*Texto dado*
═══

Podemo-las individuar em avaliações globais de ordem cultural e moral, a começar daquela mentalidade que, exasperando e até deformando o conceito de subjectividade, só reconhece como titular de direitos quem se apresente com plena ou, pelo menos, incipiente autonomia e esteja fora da condição de total dependência dos outros. Mas, como conciliar tal impostação com a exaltação do homem enquanto ser « não-disponível »? A teoria dos direitos humanos funda-se precisamente na consideração do facto de o homem, ao contrário dos animais e das coisas, não poder estar sujeito ao domínio de ninguém. Deve-se acenar ainda àquela lógica que tende a identificar a dignidade pessoal com a capacidade de comunicação verbal e explícita e, em todo o caso, experimentável. Claro que, com tais pressupostos, não há espaço no mundo para quem, como o nascituro ou o doente terminal, é um sujeito estruturalmente débil, parece totalmente à mercê de outras pessoas e radicalmente dependente delas, e sabe comunicar apenas mediante a linguagem muda de uma profunda simbiose de afectos. Assim a força torna-se o critério de decisão e de acção, nas relações interpessoais e na convivência social. Mas isto é precisamente o contrário daquilo que, historicamente, quis afirmar o Estado de direito, como comunidade onde as « razões da força » são substituídas pela « força da razão ».
A outro nível, as raízes da contradição que se verifica entre a solene afirmação dos direitos do homem e a sua trágica negação na prática, residem numa concepção da liberdade que exalta o indivíduo de modo absoluto e não o predispõe para a solidariedade, o pleno acolhimento e serviço do outro. Se é certo que, por vezes, a supressão da vida nascente ou terminal aparece também matizada com um sentido equivocado de altruísmo e de compaixão humana, não se pode negar que tal cultura de morte, no seu todo, manifesta uma concepção da liberdade totalmente individualista que acaba por ser a liberdade dos « mais fortes » contra os débeis, destinados a sucumbir.

═══

*Excertos dos registos*
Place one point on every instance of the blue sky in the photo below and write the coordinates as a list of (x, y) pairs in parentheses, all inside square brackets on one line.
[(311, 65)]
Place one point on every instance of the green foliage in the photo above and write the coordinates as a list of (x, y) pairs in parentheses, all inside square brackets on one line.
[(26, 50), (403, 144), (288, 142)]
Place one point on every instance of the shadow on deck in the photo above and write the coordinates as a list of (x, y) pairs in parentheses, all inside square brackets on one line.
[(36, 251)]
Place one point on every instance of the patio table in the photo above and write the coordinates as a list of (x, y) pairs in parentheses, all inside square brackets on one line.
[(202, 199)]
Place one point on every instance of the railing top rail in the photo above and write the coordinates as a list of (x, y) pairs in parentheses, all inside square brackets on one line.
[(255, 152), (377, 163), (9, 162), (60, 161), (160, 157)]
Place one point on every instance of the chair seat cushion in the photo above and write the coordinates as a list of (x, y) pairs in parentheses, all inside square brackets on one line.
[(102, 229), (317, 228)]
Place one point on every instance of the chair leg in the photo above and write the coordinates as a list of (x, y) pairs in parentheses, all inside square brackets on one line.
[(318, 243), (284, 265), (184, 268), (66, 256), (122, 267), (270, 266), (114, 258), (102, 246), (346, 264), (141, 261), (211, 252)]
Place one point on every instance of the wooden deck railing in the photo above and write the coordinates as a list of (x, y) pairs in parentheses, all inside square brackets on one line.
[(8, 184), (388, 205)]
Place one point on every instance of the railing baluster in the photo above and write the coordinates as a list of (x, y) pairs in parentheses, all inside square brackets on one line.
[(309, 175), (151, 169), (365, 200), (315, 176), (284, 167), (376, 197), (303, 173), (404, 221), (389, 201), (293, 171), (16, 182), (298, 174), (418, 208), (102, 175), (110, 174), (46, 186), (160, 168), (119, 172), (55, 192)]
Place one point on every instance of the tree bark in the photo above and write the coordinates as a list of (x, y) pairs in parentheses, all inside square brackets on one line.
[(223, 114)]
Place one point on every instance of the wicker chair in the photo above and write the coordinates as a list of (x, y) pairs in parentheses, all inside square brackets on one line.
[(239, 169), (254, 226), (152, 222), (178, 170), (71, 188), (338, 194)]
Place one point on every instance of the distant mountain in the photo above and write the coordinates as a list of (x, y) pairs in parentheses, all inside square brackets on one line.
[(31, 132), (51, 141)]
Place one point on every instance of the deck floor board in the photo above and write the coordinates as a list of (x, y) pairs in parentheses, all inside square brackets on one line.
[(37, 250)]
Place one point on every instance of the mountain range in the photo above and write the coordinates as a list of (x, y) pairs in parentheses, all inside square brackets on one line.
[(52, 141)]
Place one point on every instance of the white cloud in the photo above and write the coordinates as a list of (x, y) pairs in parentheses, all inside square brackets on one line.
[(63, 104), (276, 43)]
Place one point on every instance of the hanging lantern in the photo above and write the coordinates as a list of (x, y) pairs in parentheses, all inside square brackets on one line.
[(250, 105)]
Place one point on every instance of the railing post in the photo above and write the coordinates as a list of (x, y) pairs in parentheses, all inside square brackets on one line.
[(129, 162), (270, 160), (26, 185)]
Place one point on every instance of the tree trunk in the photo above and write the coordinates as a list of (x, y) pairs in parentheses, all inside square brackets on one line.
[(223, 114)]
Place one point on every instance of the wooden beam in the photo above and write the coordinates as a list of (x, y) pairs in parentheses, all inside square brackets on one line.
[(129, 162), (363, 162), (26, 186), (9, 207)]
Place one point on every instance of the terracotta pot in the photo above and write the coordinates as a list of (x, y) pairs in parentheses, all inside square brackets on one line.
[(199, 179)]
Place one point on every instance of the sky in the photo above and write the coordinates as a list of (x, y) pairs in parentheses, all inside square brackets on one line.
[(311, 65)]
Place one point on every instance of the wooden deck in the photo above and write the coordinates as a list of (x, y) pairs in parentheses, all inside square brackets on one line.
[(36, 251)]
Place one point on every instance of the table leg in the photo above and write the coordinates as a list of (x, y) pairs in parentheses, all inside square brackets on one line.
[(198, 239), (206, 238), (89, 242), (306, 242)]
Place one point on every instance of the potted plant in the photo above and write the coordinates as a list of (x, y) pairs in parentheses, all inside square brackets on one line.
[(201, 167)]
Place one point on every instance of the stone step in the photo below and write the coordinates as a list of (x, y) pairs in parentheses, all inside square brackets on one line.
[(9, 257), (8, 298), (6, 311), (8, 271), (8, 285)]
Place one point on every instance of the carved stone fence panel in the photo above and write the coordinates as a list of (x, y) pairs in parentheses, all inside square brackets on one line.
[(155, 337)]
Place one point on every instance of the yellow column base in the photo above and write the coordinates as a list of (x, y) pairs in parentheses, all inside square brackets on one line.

═══

*Exercício*
Prossiga o texto sobre a negação dos direitos humanos aos mais débeis a partir do ponto em que termina.

*Resposta*
Precisamente neste sentido, se pode interpretar a resposta de Caim à pergunta do Senhor « onde está Abel, teu irmão? »: « Não sei dele. Sou, porventura, guarda do meu irmão? » (Gn 4, 9). Sim, todo o homem é « guarda do seu irmão », porque Deus confia o homem ao homem. E é tendo em vista também tal entrega que Deus dá a cada homem a liberdade, que possui uma dimensão relacional essencial. Trata-se de um grande dom do Criador, quando colocada como deve ser ao serviço da pessoa e da sua realização mediante o dom de si e o acolhimento do outro; quando, pelo contrário, a liberdade é absolutizada em chave individualista, fica esvaziada do seu conteúdo originário e contestada na sua própria vocação e dignidade.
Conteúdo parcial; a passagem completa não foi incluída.